** Written problem **
Copy the material from the line with "Reviewer note: verify that every instance of the rein" to the line with "[[103, 125]]", swapping "rein" for "bridle" and leaving everything else unchanged.

** Materials provided **
## start

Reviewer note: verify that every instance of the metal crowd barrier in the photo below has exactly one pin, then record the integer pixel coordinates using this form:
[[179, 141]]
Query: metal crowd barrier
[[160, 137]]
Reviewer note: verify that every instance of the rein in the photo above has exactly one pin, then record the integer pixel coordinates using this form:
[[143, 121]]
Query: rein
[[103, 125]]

## end
## start

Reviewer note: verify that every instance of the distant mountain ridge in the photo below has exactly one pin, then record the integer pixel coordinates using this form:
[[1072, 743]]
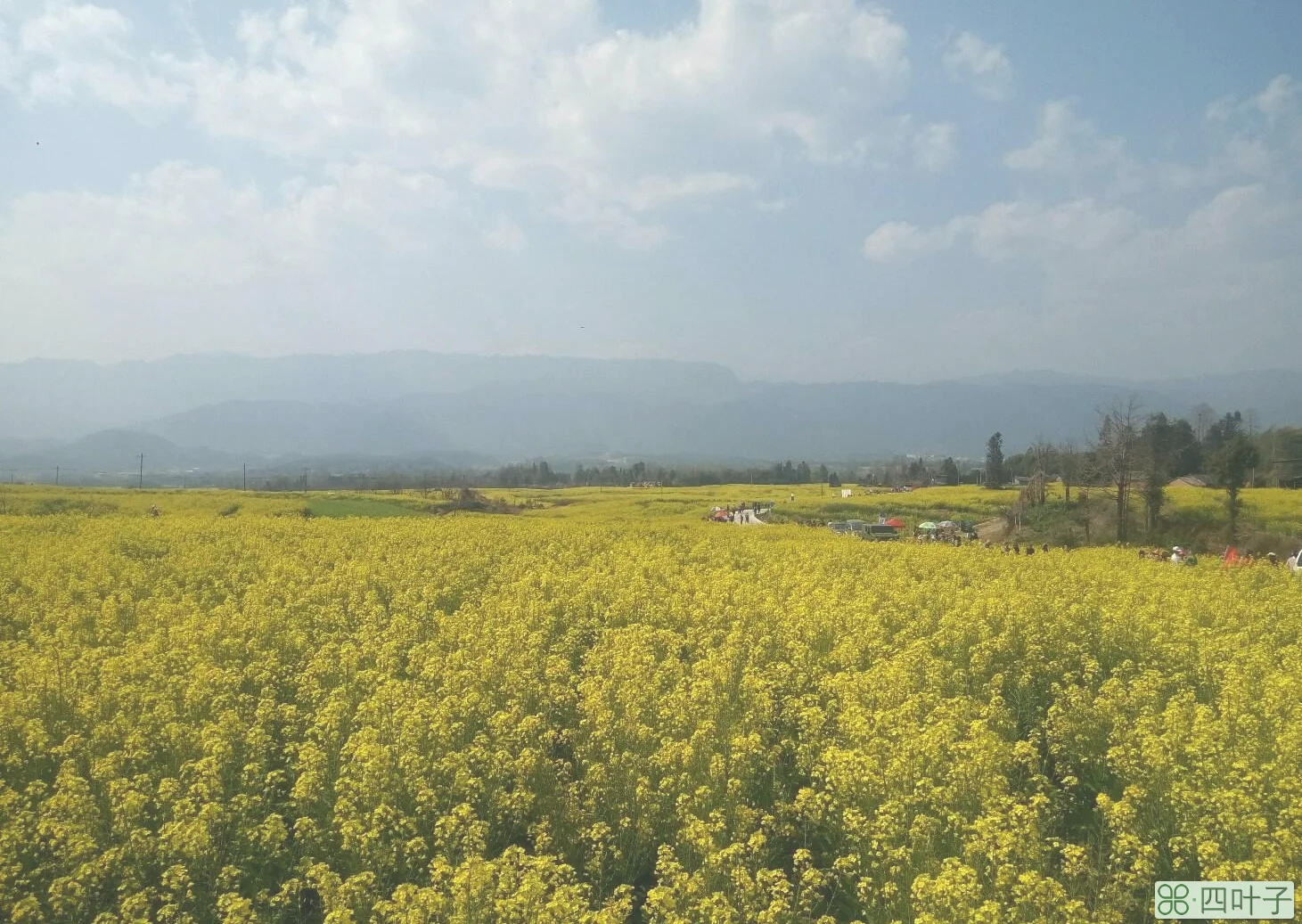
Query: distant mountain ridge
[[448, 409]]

## end
## start

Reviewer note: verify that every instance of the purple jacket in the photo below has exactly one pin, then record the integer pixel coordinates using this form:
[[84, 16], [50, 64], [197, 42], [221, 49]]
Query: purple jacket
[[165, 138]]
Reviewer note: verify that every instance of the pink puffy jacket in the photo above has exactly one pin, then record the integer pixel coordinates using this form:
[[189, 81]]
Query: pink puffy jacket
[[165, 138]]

## end

** Final result **
Reviewer note: verify that every instance of the bridle in the photo above has exactly one pin, then record the integer pixel coordinates using this form:
[[143, 121]]
Query: bridle
[[103, 125]]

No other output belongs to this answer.